### Directions:
Print what the records say exactly, and omit the pictures.
##### Records shown #####
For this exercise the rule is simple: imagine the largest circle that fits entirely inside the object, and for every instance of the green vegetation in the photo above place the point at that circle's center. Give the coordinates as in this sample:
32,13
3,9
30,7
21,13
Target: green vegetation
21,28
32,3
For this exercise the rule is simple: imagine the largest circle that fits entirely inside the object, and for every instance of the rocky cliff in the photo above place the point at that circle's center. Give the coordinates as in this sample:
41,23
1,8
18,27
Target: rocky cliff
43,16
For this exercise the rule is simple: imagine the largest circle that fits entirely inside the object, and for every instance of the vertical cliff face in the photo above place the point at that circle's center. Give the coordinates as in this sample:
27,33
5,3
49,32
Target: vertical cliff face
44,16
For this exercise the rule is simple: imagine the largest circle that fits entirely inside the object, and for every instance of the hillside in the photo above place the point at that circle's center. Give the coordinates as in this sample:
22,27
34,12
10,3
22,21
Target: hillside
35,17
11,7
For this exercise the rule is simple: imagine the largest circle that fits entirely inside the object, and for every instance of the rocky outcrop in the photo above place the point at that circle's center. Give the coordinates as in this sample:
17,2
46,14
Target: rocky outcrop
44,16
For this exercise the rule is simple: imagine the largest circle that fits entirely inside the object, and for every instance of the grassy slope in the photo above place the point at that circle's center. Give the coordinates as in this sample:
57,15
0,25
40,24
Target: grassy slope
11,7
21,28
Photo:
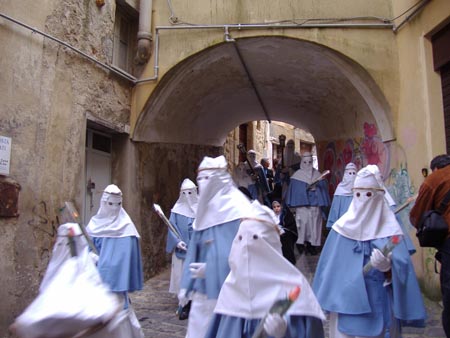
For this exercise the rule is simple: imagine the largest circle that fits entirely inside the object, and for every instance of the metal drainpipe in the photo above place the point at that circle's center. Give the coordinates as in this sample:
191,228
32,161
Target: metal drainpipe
144,35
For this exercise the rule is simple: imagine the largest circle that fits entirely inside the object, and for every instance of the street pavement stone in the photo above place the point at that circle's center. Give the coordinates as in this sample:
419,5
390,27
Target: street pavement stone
156,308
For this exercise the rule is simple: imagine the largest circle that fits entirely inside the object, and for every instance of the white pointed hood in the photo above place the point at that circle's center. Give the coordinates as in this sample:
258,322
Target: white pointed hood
306,173
260,274
219,200
368,216
111,219
187,202
345,187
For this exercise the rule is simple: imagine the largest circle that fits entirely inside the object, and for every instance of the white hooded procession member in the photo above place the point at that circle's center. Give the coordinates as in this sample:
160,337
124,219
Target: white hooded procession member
220,209
72,300
182,217
343,195
117,242
368,302
259,276
309,201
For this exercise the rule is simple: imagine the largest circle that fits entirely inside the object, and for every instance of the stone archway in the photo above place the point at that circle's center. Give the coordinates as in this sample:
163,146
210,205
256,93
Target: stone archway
302,83
198,102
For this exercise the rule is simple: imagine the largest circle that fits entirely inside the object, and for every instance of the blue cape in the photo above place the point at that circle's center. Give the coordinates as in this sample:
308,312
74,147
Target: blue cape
362,302
184,226
211,246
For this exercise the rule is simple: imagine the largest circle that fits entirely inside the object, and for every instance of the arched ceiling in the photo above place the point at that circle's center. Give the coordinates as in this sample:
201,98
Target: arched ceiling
262,78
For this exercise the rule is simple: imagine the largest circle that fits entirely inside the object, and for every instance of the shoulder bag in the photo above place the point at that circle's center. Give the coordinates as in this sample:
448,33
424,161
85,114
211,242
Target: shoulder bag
432,229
#####
### Output of the task:
For this exercise the rule is simple: imagine the largest circle that fits entirely inside the object, and for every instance of the green vegetation in the photo above place the point at that circle's center. Give the coordinates as in this sample:
32,13
3,9
30,7
21,13
Target: green vegetation
21,28
32,3
For this exercise the rule is simple: imagine the largest circle that fits entirely inside the object, and for every instance of the rocky cliff in the photo above place the point at that circle's center. Give the coordinates as in this sample:
41,23
1,8
18,27
Target: rocky cliff
43,16
For this exercise the rule is simple: imagine the largest circle that fits entirely inside the object, and for every instance of the vertical cliff face in the photo above place the point at that circle's center. Give the coordinates as in this sample:
27,33
5,3
49,32
Target: vertical cliff face
44,16
For this exercise the rule is simple: imagine the largest circle that fits entirely inside the object, and for every instance of the hillside in the photo above place the point at that circle's center. Give the coordinates as in this sample:
22,27
34,12
10,3
22,21
Target: hillside
35,17
11,7
For this exercise the rule is simple: imagine the largest circle that fits entirely inside the object, and for every instance of the rocky outcrop in the photo above place the point at that circle's center. Give the coordinates as in this sample:
17,2
46,14
Target: rocky outcrop
44,16
For this exercise the rule is simple: imagine the largest circle that fits entirely inside the object, and for every instance of the grassy slope in the photo above place the point at that circle's center. Give the coordinates as in this sample:
57,15
0,25
40,24
Target: grassy slope
11,7
21,28
Photo:
For this exercise the rule is simple: imagine the largest circle that fits entirely inside the object, and for every instance of the metal drainpipe in the photo above place the point at that circle's center. Give the coordinates as in this sample:
191,228
32,161
Target: metal drainpipe
144,35
For this exercise the rule is simple: imagine the largest circle that fits entirely inside the object, and for every instance of the street pavement stone in the photo above place the point at that circle's center. Give the coordinates as in this sample:
419,5
390,27
Target: street pavement stone
156,308
For this exercise the rule is simple: imagine the largest circle that fits entirely inside the object, and for every instance of the white pointed hood in the photo above place the point at that circle's center. Give the coordinates as in this sample:
258,322
Target: white pointed hood
306,173
260,274
219,200
368,216
111,219
187,202
345,187
For this exercise the rule is simple: imagine the largest circle that fits entirely inside the object, and for every instance of the white hooded procession member in the photo above place the point at that circle's center. Give the coordinates as in this sample:
160,337
124,219
Target: white hooded procession member
220,209
72,300
182,217
343,195
117,242
368,302
259,276
309,201
For this exercise the rule is simple: imagine the largest circle that fits entirely inside the object, and for every instance of the stone archway in the photo above place the point at that circle's center. Give the coordinates as in this sample:
163,146
210,205
256,93
Target: stone archway
302,83
198,102
For this exercise the rule is simple: imagine the largest circle that fits entirely inside the object, and for every instance of the blue cape in the photo above place the point at that circle's center. Give the coordinates as in this sample:
308,312
74,147
Target: blue cape
362,302
184,226
211,246
For this exercise the rule is simple: imagine the largest circle that fits entirely inside the object, and for every instance of the arched ceiling in the photo above place the point at that circle's center. Give the coordinates as in this sample:
201,98
Target: arched ceiling
262,78
For this exercise the rule is simple: imagine the largest circle that fits entirely inside the object, and for every instance of the shoulder bag in the photo above place the point at that circle's center. Give the coordinates as in this sample:
448,33
424,161
85,114
211,242
Target: shoulder bag
432,229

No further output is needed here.